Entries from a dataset
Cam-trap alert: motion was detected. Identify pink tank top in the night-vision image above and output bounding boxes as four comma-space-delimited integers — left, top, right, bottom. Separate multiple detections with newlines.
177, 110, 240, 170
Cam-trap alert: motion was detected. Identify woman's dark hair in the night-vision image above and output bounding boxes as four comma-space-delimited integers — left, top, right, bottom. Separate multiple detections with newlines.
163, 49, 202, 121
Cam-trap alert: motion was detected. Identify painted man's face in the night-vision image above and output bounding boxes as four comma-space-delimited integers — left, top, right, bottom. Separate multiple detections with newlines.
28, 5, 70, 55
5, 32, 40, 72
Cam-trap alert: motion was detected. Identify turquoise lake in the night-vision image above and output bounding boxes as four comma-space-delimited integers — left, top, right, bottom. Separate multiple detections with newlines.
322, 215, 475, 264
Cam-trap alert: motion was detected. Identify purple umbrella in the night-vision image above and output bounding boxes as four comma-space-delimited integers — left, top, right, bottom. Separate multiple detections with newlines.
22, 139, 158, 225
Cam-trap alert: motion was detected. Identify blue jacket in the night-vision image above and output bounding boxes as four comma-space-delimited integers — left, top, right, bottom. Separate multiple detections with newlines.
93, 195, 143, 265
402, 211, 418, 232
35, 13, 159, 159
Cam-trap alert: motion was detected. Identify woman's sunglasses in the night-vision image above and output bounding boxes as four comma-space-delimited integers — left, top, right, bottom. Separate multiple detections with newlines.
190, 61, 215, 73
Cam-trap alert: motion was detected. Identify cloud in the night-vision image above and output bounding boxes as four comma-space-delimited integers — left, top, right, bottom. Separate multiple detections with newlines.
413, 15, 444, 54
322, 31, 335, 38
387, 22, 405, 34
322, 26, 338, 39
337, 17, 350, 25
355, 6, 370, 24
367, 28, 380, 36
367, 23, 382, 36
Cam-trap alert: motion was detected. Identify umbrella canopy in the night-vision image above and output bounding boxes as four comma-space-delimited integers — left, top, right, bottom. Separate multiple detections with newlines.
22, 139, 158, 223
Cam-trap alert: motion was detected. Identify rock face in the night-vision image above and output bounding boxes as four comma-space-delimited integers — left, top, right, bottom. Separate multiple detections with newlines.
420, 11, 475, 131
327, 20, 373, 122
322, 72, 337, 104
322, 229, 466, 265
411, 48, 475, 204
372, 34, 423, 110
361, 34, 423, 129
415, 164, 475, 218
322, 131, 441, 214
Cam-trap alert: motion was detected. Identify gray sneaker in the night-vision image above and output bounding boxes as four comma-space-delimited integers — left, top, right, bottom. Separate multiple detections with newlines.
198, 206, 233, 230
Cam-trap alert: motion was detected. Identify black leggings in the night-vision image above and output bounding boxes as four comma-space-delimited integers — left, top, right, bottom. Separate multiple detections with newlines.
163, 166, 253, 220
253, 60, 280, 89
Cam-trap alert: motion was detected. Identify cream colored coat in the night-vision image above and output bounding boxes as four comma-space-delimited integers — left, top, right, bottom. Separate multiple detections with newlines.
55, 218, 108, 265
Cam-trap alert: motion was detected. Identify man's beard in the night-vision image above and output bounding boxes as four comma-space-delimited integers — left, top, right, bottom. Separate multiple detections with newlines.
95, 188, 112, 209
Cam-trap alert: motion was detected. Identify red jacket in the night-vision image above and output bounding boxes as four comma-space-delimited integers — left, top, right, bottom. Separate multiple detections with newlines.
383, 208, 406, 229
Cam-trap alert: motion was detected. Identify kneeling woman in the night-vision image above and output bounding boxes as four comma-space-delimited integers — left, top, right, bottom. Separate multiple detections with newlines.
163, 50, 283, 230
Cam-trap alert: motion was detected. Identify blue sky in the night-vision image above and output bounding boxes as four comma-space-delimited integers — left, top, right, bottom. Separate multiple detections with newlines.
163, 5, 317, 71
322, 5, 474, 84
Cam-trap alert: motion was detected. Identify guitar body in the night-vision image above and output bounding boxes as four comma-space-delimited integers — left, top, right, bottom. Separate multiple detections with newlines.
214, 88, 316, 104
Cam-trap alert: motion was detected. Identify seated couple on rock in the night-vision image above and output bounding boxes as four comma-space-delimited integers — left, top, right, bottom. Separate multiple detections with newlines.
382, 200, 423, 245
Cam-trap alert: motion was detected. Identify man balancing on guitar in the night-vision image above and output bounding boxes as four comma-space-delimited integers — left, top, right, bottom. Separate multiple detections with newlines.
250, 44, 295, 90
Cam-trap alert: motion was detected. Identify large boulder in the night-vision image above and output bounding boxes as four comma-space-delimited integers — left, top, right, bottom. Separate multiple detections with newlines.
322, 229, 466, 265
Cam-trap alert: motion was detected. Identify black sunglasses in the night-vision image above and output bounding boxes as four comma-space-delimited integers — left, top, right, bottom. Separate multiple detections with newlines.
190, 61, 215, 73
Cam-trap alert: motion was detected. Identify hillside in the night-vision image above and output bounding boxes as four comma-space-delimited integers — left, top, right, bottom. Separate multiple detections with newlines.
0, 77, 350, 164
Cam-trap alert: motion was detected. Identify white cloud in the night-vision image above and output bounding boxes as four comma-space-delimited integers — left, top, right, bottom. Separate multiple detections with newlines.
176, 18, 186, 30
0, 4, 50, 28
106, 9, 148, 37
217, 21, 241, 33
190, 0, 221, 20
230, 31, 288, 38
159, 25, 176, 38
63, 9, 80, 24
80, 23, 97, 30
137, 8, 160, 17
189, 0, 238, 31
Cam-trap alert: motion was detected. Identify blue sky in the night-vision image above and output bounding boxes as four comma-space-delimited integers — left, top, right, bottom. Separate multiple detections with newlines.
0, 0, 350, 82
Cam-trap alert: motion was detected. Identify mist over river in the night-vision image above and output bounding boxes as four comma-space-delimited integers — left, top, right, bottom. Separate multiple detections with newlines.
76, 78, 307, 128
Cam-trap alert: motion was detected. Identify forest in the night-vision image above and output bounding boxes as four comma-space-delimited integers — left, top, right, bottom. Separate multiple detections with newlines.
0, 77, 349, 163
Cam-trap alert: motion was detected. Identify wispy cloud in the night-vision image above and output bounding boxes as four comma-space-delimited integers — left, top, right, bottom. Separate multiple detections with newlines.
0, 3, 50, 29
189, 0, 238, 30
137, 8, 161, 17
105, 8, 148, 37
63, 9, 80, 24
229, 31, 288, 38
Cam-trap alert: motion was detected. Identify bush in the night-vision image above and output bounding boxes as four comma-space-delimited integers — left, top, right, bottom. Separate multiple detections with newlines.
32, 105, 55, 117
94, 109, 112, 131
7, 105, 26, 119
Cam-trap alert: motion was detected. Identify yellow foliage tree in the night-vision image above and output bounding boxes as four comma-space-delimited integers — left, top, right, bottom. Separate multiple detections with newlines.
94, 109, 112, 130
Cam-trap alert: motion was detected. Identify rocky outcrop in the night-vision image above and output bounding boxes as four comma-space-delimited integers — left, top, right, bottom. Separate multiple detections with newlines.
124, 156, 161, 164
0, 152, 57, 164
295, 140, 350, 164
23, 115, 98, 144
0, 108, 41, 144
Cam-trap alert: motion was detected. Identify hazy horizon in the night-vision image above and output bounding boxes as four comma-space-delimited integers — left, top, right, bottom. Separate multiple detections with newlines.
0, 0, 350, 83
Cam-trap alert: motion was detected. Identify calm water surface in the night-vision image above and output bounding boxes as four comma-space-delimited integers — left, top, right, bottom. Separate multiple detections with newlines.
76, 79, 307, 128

## What the exercise asks
Can you rewrite the listing above with "night-vision image" replaced by "thermal image" throughout and every other word left as it is?

## Solved problem
Cam-trap alert: motion was detected. Identify pink tank top in the thermal image above and output bounding boxes as four comma-space-delimited integers — left, top, right, bottom. Separate multiple detections with newlines.
177, 110, 240, 170
Cam-trap alert: motion was detected. Identify woman's dark hair in the thermal image above and output bounding boxes as four comma-space-delimited integers — left, top, right, bottom. Separate multiple detections with newlines.
163, 49, 202, 121
Cam-trap alert: motion was detected. Identify painted man's face in the thermal image above and output bounding boxes as four comma-space-delimited integers — left, top, right, bottom. Separate multiple detections with newlines.
28, 5, 70, 55
5, 32, 40, 72
Cam-trap alert: motion was detected. Identify turquoise lake in the thermal image above and output bounding boxes as four comma-space-delimited integers — left, top, right, bottom. Separate multiple detections with newlines.
322, 215, 475, 264
Cam-trap alert: motion was detected. Identify purple umbrella in the thermal image above and output bounding boxes as four comma-space-delimited integers — left, top, right, bottom. Separate multiple detections with newlines.
22, 139, 158, 225
Cam-trap alert: motion was detected. Identify blue jacket in the thermal image above and output bounding boxes as four comma-space-delimited integers — left, top, right, bottom. Separate multiple detections with newlines.
93, 195, 143, 265
402, 211, 418, 232
35, 13, 159, 159
Cam-trap alert: motion was detected. Identify woman's sunglasses in the thermal image above and output bounding boxes as four comma-space-delimited integers — left, top, right, bottom. Separate multiple detections with newlines.
190, 61, 215, 73
Cam-trap alert: motion was detected. Identify cloud in the thermal image above and output bounding boxes as four comma-space-delimited integers — left, top, right, bottom. Separate multiple detections with newlines.
413, 15, 444, 54
322, 31, 335, 38
387, 22, 405, 34
322, 26, 338, 39
337, 17, 350, 25
355, 6, 370, 24
367, 28, 380, 36
367, 23, 382, 36
Cam-trap alert: motion was detected. Identify umbrella canopy in the thermal image above and output bounding boxes as four comma-space-delimited integers — left, top, right, bottom. Separate multiple detections with newlines.
22, 139, 158, 223
Cam-trap alert: motion was detected. Identify rock face in the thermal image above and output bounding boxes as four comma-space-delimited integers — left, top, right, bottom. Separate multiple detections with newlines.
420, 11, 475, 131
327, 20, 373, 122
322, 72, 337, 104
322, 229, 466, 265
411, 48, 475, 204
372, 34, 423, 110
361, 34, 423, 129
415, 164, 475, 218
322, 131, 441, 214
Cam-trap alert: motion was detected. Identify gray sneaker in the thermal image above and output bounding boxes as four comma-space-delimited integers — left, top, right, bottom. Separate multiple detections with newlines.
198, 206, 233, 230
Cam-trap alert: motion was detected. Identify black leggings in the thermal image above and output bounding boxes as four comma-space-delimited integers — left, top, right, bottom. Separate multiple detections with newlines.
163, 166, 253, 220
253, 60, 280, 89
Cam-trap alert: motion was detected. Identify cream colored coat in the thermal image above and output bounding boxes as four comma-space-delimited integers — left, top, right, bottom. Separate multiple detections with newlines.
55, 218, 108, 265
Cam-trap alert: motion was detected. Identify man's beard in the thermal image above and output bounding boxes as four comma-space-delimited integers — left, top, right, bottom. Separate multiple detections with newlines.
95, 188, 112, 209
Cam-trap alert: motion was detected. Identify red jacket in the thermal image above and output bounding boxes as four comma-space-delimited integers — left, top, right, bottom. Separate multiple detections with newlines.
383, 208, 406, 229
Cam-trap alert: motion was detected. Identify kneeling woman in the thermal image above and output bounding boxes as four comma-space-delimited integers — left, top, right, bottom. Separate multiple detections with newlines.
163, 50, 283, 230
Cam-trap alert: motion was detected. Identify blue sky in the thermal image above and output bounding boxes as four comma-space-delimited integers — left, top, right, bottom. Separate multiple detections with newlines.
163, 5, 317, 71
322, 5, 474, 84
Cam-trap alert: motion was detected. Identify guitar body in the thermal image above and output bounding boxes as four comma-space-delimited integers — left, top, right, bottom. Separate multiple detections with newlines.
214, 88, 316, 104
Cam-trap alert: motion was detected. Identify seated couple on rock in the thermal image above and output bounding boxes as four comma-space-delimited integers — left, top, right, bottom. Separate multiple detections with newlines.
382, 200, 423, 245
Cam-trap alert: motion was detected. Identify man balancing on guitar in the thermal image above and output bounding boxes as four comma-space-delimited integers — left, top, right, bottom. Separate multiple detections with newlines.
250, 44, 295, 90
Cam-trap alert: motion was detected. Identify large boulder in the thermal image above and output bounding boxes as four comma-space-delimited integers — left, top, right, bottom. Separate multiple detections with newlines.
322, 229, 466, 265
Cam-trap alert: motion was detected. Identify black sunglasses in the thermal image above and output bounding boxes as four comma-space-delimited integers — left, top, right, bottom. Separate multiple detections with newlines.
190, 61, 215, 73
Cam-trap alert: motion was detected. Identify hillside in the thermal image above and output bounding boxes as four comma-space-delimited integers — left, top, right, bottom. Separate multiple detections with newlines.
0, 77, 350, 164
Cam-trap alert: motion was detected. Identify white cloud in the thermal image above and output bounding boxes as four comma-space-delimited integers — left, top, right, bottom. Separate multiple detections with newlines.
176, 18, 186, 30
0, 4, 50, 28
106, 9, 148, 37
217, 21, 241, 33
190, 0, 221, 20
230, 31, 288, 38
159, 25, 176, 38
63, 9, 80, 24
80, 23, 97, 30
137, 8, 160, 17
189, 0, 238, 31
Cam-trap alert: motion was detected. Identify blue sky in the thermal image above and output bounding boxes as four comma-space-delimited integers — left, top, right, bottom. Separate multiple detections with newlines.
0, 0, 350, 82
Cam-trap alert: motion was detected. Identify mist over river in the thermal image above and output bounding boxes as four comma-space-delimited integers — left, top, right, bottom. Separate multiple detections with newlines.
76, 78, 307, 128
Cam-trap alert: motion was detected. Identify forest in the thermal image above and output bounding boxes as four comma-space-delimited integers — left, top, right, bottom. Separate multiple detections with newlines.
0, 77, 349, 163
Cam-trap alert: motion was detected. Identify wispy cloud in the thermal image above and output bounding boxes as four comma-space-delimited integers — left, top, right, bottom. Separate multiple detections with newlines.
0, 3, 50, 29
189, 0, 238, 30
137, 8, 161, 17
105, 8, 148, 37
63, 9, 80, 24
229, 31, 288, 38
Cam-trap alert: motion was detected. Identify bush in the thermal image above and output bounding boxes as four comma-space-delimited integers — left, top, right, bottom. Separate multiple detections with newlines.
32, 105, 55, 117
94, 109, 112, 131
7, 105, 26, 119
Cam-trap alert: motion was detected. Identify yellow foliage tree in the thermal image above and output bounding boxes as four comma-space-delimited integers — left, top, right, bottom. Separate multiple detections with newlines.
94, 109, 112, 130
Cam-trap alert: motion was detected. Identify rocky outcrop in the thermal image above and output bounding boxes as four comma-space-delimited integers — left, top, right, bottom. Separate multiple detections with newlines.
124, 156, 161, 164
0, 152, 57, 164
295, 140, 350, 164
23, 115, 98, 144
0, 108, 41, 144
Cam-trap alert: motion was detected. Identify hazy horizon in the thermal image above and output bounding boxes as four comma-space-delimited integers — left, top, right, bottom. Separate multiple detections with newlines.
0, 0, 350, 83
Cam-trap alert: motion was detected. Identify calm water surface in the thermal image above and output bounding boxes as four comma-space-delimited integers — left, top, right, bottom. Separate multiple detections with newlines.
76, 79, 307, 128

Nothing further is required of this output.